--- The records ---

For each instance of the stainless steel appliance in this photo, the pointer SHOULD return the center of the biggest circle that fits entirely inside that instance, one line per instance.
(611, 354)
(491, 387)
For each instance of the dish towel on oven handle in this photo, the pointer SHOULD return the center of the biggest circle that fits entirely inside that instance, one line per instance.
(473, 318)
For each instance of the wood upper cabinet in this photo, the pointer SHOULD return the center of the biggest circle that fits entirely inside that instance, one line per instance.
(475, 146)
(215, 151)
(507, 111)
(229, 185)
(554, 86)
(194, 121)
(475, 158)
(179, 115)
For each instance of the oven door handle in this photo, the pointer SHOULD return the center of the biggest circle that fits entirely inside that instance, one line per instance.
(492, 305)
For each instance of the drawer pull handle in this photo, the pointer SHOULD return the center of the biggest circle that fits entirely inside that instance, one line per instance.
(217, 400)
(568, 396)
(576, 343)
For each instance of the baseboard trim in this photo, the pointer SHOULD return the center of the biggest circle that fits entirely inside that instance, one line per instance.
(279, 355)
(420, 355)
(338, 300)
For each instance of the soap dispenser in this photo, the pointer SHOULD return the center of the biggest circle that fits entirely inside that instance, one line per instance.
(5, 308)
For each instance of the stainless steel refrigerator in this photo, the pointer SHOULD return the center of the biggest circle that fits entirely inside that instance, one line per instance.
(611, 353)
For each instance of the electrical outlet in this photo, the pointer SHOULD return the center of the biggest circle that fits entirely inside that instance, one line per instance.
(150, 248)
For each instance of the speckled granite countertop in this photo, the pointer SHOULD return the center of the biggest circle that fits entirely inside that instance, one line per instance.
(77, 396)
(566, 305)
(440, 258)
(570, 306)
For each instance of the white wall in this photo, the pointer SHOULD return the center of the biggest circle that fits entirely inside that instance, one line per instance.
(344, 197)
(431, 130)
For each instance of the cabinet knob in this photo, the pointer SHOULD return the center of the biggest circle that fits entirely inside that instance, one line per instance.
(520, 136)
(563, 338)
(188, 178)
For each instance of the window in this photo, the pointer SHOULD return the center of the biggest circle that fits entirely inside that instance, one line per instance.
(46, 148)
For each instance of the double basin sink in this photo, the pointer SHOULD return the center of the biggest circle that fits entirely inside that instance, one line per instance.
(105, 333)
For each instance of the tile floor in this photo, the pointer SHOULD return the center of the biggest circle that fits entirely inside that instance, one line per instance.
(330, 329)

---
--- The records ---

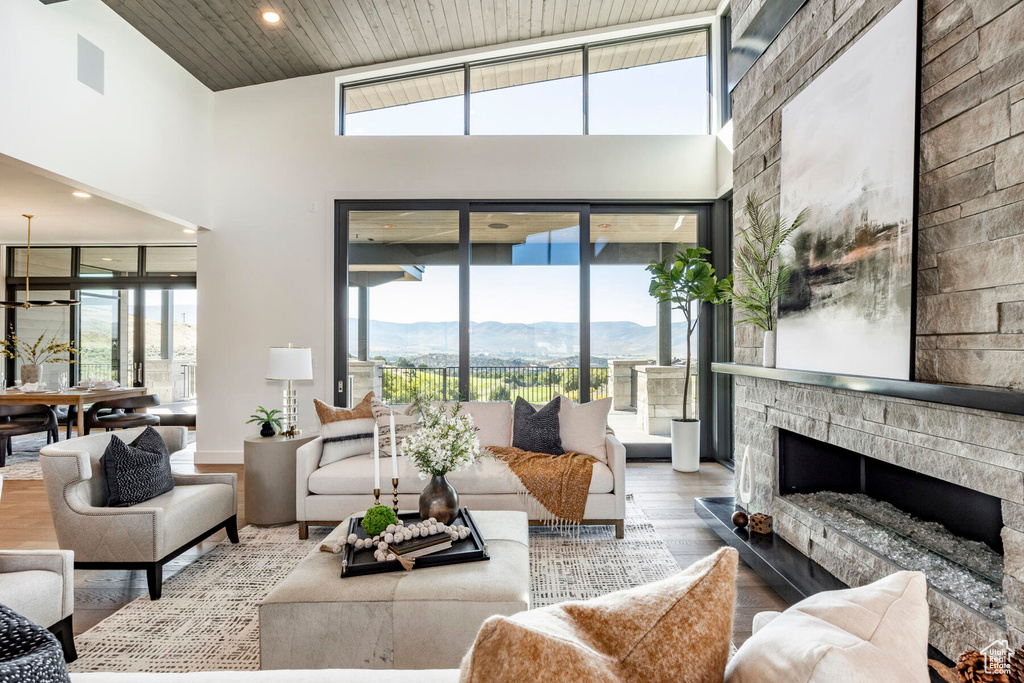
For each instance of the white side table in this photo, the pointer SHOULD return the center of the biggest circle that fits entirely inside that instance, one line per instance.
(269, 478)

---

> [The task]: Gather each line of the entries above that contains the string "drawer". Case counts.

> [Response for this exercise]:
For each instance of the drawer pull handle in this photo, the pointer SHOULD return the center of the biggest circle that fits entirely inside that instance, one line per instance.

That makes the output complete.